説明

ナビゲーション装置

【課題】利便性に優れた複数経路が選択できるナビゲーション装置を得る。
【解決手段】移動体の現在位置を特定する自車位置特定部9と、ユーザの操作を入力する操作入力部3と、地図のデータを取得する地図情報取得部5と、複数経路探索部12と、複数経路表示生成部17とを備える。複数経路探索部12は、地図情報取得部5からの地図データを用い、操作入力部3で入力された目的地までの複数の経路を探索する。複数経路表示生成部17は、複数経路探索部12で探索された複数の経路を常に表示部7に表示するものである。

【発明の詳細な説明】
【技術分野】
【0001】
この発明は、車両等の移動体に搭載され、地図の表示や目的地までの案内を行うナビゲーション装置に関する。
【背景技術】
【0002】
従来の車載用ナビゲーション装置においては、まず経路探索を行ってメイン案内経路を決めて案内を開始し、目的地の情報と現在位置の情報とに基づき、交差点等の案内ポイントごとに複数経路の同時案内をする。ユーザがメイン案内経路以外を選択した場合は、メイン案内経路をユーザ選択経路に変更する。これにより、ユーザが複雑な設定をすることなく各案内ポイント毎に経路案内を行う(例えば、特許文献1参照。)。
【先行技術文献】
【特許文献】
【0003】
【特許文献1】特開2001−255162号公報(第5〜6頁、第3〜5図)

▶ **データ行**:
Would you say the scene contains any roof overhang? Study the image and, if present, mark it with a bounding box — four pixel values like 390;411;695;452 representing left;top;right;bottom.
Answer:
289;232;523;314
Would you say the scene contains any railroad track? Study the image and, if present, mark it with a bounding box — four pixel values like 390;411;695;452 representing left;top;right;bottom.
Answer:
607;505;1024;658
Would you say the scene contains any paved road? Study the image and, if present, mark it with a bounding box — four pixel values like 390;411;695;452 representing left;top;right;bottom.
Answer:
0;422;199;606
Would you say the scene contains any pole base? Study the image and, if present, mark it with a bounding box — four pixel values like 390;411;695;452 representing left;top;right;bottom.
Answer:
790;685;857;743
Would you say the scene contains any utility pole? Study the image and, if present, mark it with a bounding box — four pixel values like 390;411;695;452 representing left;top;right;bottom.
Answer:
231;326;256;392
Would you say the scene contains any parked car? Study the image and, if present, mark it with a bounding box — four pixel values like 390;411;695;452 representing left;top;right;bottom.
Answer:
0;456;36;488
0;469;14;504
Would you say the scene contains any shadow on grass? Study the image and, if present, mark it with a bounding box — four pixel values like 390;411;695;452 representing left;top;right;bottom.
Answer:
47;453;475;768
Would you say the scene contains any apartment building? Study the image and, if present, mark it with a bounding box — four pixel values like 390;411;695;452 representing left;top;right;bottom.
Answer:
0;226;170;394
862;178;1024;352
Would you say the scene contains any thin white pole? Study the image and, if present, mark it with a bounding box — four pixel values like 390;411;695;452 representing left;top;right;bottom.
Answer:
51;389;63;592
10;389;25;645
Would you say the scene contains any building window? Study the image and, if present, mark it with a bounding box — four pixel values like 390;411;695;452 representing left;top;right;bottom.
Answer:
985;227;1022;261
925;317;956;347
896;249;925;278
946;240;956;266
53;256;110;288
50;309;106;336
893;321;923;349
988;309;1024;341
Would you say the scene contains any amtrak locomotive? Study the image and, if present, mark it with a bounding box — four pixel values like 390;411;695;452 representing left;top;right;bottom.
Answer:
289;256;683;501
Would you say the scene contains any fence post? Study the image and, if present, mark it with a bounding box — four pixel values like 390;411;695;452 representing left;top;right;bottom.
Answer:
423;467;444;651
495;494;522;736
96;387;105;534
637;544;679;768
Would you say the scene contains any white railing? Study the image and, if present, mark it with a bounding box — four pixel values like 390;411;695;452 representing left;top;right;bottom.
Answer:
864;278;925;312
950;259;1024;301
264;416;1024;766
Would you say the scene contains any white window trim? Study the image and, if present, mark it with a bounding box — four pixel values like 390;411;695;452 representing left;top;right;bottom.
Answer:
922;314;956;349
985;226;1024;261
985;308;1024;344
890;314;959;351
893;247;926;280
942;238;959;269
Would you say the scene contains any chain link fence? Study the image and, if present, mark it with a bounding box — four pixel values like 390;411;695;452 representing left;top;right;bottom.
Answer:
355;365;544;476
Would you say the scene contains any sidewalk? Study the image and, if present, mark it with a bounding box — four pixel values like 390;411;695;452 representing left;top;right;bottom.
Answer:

▶ **課題と条件**:
次の(a)〜(c)が読解用抜粋の記述と合っているか、それぞれ「はい」か「いいえ」で答え、判断の決め手となる本文の語句をそのまま引用しなさい。
(a) 複数経路表示生成部17は、探索された複数の経路を常に表示部7に表示する。
(b) 従来の車載用ナビゲーション装置では、ユーザがメイン案内経路以外を選択しても、メイン案内経路は変更されない。
(c) この発明は、車両等の移動体に搭載されるナビゲーション装置に関するものである。

▶ **解答**:
(a) はい。「複数経路表示生成部17は、複数経路探索部12で探索された複数の経路を常に表示部7に表示するものである」
(b) いいえ。「ユーザがメイン案内経路以外を選択した場合は、メイン案内経路をユーザ選択経路に変更する」
(c) はい。「車両等の移動体に搭載され、地図の表示や目的地までの案内を行うナビゲーション装置に関する」